EXERCISE AIM
Take the listing below and print exactly the lines starting at the line containing "target: pinkish-purple cloudy" and ending at the line containing "Provide the mask of every instance of the pinkish-purple", both ends included, and no others.
********************
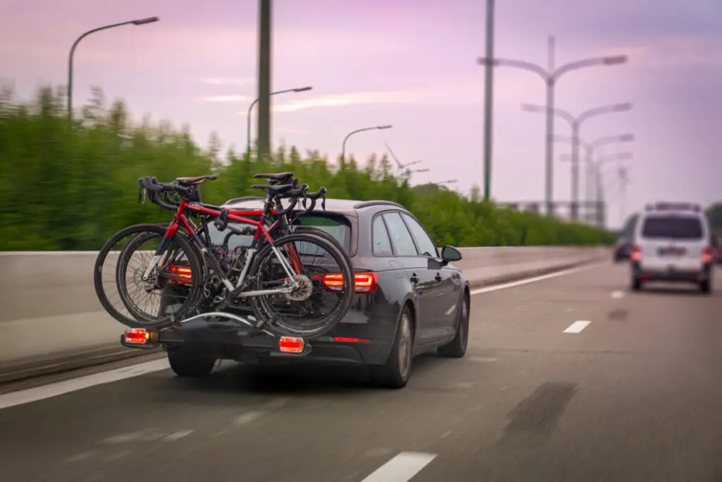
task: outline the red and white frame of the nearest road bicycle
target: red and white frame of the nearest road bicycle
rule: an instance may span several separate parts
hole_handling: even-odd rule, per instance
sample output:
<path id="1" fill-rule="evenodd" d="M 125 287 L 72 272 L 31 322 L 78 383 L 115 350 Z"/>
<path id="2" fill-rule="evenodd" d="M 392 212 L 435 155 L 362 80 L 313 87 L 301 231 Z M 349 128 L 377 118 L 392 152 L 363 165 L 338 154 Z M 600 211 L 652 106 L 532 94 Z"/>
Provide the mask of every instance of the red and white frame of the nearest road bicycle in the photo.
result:
<path id="1" fill-rule="evenodd" d="M 226 275 L 223 274 L 222 267 L 220 266 L 218 260 L 213 257 L 209 256 L 209 251 L 204 242 L 201 240 L 200 236 L 198 236 L 198 233 L 196 232 L 196 229 L 193 228 L 193 223 L 191 223 L 190 220 L 186 217 L 186 210 L 195 212 L 199 215 L 209 215 L 213 217 L 218 217 L 221 215 L 220 210 L 214 210 L 209 207 L 205 207 L 201 204 L 191 203 L 187 202 L 185 199 L 181 200 L 180 205 L 178 205 L 178 210 L 175 212 L 175 217 L 173 218 L 173 221 L 168 225 L 168 229 L 165 231 L 165 235 L 163 236 L 163 240 L 158 246 L 157 251 L 155 252 L 154 256 L 151 259 L 151 262 L 149 263 L 147 269 L 144 272 L 143 279 L 147 280 L 150 276 L 150 273 L 153 269 L 157 266 L 158 262 L 162 258 L 163 253 L 165 253 L 165 250 L 168 249 L 168 246 L 170 245 L 170 242 L 173 240 L 173 236 L 175 236 L 176 233 L 178 233 L 178 229 L 181 228 L 181 225 L 183 225 L 184 228 L 188 231 L 188 234 L 191 236 L 191 240 L 193 243 L 195 243 L 199 249 L 201 250 L 201 253 L 203 254 L 204 258 L 206 258 L 211 264 L 214 270 L 216 270 L 219 273 L 219 278 L 221 282 L 225 285 L 227 290 L 230 292 L 230 296 L 238 297 L 238 298 L 248 298 L 251 296 L 264 296 L 264 295 L 270 295 L 270 294 L 277 294 L 277 293 L 290 293 L 293 291 L 294 288 L 297 288 L 297 281 L 293 279 L 294 272 L 292 270 L 292 267 L 287 263 L 287 261 L 282 257 L 279 249 L 277 246 L 274 245 L 274 239 L 271 238 L 271 235 L 269 231 L 272 231 L 274 227 L 279 223 L 279 220 L 276 220 L 268 229 L 266 229 L 266 219 L 271 215 L 272 210 L 270 209 L 271 204 L 270 202 L 266 202 L 266 207 L 264 207 L 263 211 L 232 211 L 229 212 L 228 220 L 235 221 L 236 223 L 242 223 L 246 225 L 251 225 L 256 227 L 256 232 L 253 235 L 253 242 L 251 246 L 246 250 L 245 252 L 245 263 L 243 265 L 243 270 L 240 273 L 240 276 L 238 277 L 238 281 L 235 285 L 227 278 Z M 248 215 L 261 215 L 261 220 L 255 221 L 249 218 L 246 218 L 245 216 Z M 207 230 L 206 230 L 206 236 L 207 236 Z M 240 292 L 240 289 L 243 287 L 243 282 L 245 281 L 246 276 L 248 275 L 248 269 L 251 265 L 251 261 L 253 260 L 253 257 L 256 255 L 258 251 L 258 243 L 266 241 L 271 245 L 271 251 L 276 255 L 277 259 L 279 259 L 279 262 L 281 263 L 284 271 L 287 275 L 287 282 L 290 282 L 290 285 L 288 283 L 284 283 L 284 286 L 281 288 L 271 289 L 271 290 L 257 290 L 257 291 L 244 291 Z M 300 260 L 299 260 L 300 261 Z M 292 259 L 292 262 L 294 260 Z M 294 266 L 296 270 L 300 269 L 300 266 Z M 300 272 L 300 271 L 296 271 Z"/>

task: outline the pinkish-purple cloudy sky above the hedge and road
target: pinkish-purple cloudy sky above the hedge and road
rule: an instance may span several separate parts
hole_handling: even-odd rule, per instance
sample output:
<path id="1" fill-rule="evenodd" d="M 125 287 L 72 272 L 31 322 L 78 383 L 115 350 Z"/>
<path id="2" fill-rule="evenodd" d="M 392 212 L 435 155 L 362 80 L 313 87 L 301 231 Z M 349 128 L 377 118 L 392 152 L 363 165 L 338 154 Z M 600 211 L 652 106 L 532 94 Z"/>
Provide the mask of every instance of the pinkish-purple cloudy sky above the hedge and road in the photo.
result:
<path id="1" fill-rule="evenodd" d="M 100 8 L 103 5 L 103 8 Z M 572 113 L 609 103 L 634 109 L 591 119 L 583 139 L 632 132 L 627 212 L 657 199 L 708 204 L 722 198 L 718 149 L 722 112 L 722 7 L 715 0 L 497 1 L 497 56 L 557 63 L 627 53 L 630 64 L 567 74 L 557 107 Z M 135 119 L 188 122 L 202 145 L 215 131 L 245 146 L 245 112 L 256 97 L 257 1 L 5 0 L 0 17 L 0 78 L 23 97 L 64 84 L 77 35 L 109 23 L 157 15 L 161 21 L 94 34 L 75 62 L 76 106 L 103 88 L 129 103 Z M 272 89 L 312 85 L 274 98 L 273 142 L 338 155 L 347 132 L 357 157 L 385 152 L 422 159 L 417 182 L 482 185 L 484 1 L 276 0 Z M 500 201 L 544 196 L 544 103 L 539 77 L 497 69 L 492 195 Z M 255 124 L 253 131 L 255 132 Z M 560 134 L 567 124 L 556 121 Z M 557 155 L 569 152 L 557 144 Z M 554 197 L 569 199 L 569 165 L 555 165 Z M 617 194 L 609 165 L 609 194 Z M 188 173 L 179 173 L 187 175 Z M 609 200 L 620 223 L 619 197 Z"/>

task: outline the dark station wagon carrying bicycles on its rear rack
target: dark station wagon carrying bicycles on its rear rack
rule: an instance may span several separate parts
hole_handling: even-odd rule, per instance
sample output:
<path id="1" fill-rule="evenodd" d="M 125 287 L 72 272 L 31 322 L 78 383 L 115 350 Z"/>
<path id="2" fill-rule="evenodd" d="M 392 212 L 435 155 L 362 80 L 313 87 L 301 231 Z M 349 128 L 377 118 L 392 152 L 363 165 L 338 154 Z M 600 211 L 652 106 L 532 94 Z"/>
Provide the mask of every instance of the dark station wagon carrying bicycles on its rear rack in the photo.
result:
<path id="1" fill-rule="evenodd" d="M 262 205 L 262 199 L 240 198 L 224 207 L 261 210 Z M 327 199 L 325 211 L 317 208 L 298 223 L 331 234 L 349 254 L 356 288 L 342 321 L 329 334 L 309 340 L 311 350 L 304 356 L 282 353 L 267 335 L 240 336 L 238 330 L 219 335 L 207 323 L 187 327 L 161 338 L 175 374 L 204 376 L 219 359 L 333 363 L 367 366 L 378 386 L 401 388 L 409 381 L 414 356 L 432 350 L 464 356 L 471 292 L 466 277 L 451 264 L 461 260 L 458 249 L 444 246 L 439 252 L 419 221 L 393 202 Z M 222 243 L 226 232 L 212 224 L 209 229 L 212 242 Z M 251 238 L 232 236 L 230 249 L 248 246 Z"/>

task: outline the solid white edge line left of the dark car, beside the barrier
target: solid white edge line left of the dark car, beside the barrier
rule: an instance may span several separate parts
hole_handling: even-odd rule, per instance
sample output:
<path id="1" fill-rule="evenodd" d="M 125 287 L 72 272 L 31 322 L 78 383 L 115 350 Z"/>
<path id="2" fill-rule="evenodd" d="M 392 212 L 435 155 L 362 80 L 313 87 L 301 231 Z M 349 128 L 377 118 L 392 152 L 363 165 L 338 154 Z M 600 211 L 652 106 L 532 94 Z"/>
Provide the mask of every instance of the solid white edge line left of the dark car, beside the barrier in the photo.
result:
<path id="1" fill-rule="evenodd" d="M 95 385 L 118 382 L 118 380 L 133 378 L 155 371 L 168 369 L 168 360 L 155 360 L 139 363 L 133 366 L 126 366 L 122 369 L 102 371 L 100 373 L 81 376 L 80 378 L 65 380 L 43 387 L 29 388 L 27 390 L 19 390 L 18 392 L 9 392 L 0 395 L 0 409 L 14 407 L 15 405 L 23 405 L 25 403 L 45 400 L 46 398 L 57 397 L 69 392 L 76 392 Z"/>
********************
RESPONSE
target: pinkish-purple cloudy sky above the hedge and road
rule: an instance may span several separate parts
hole_handling: even-odd rule, per instance
sample output:
<path id="1" fill-rule="evenodd" d="M 125 287 L 72 272 L 31 322 L 78 383 L 115 350 Z"/>
<path id="2" fill-rule="evenodd" d="M 392 212 L 435 155 L 362 80 L 313 87 L 301 231 Z M 349 128 L 377 118 L 392 152 L 363 165 L 338 154 Z M 600 211 L 652 106 L 532 94 Z"/>
Provide the mask of every instance of the pinkish-purple cloudy sky above the hedge and road in the photo.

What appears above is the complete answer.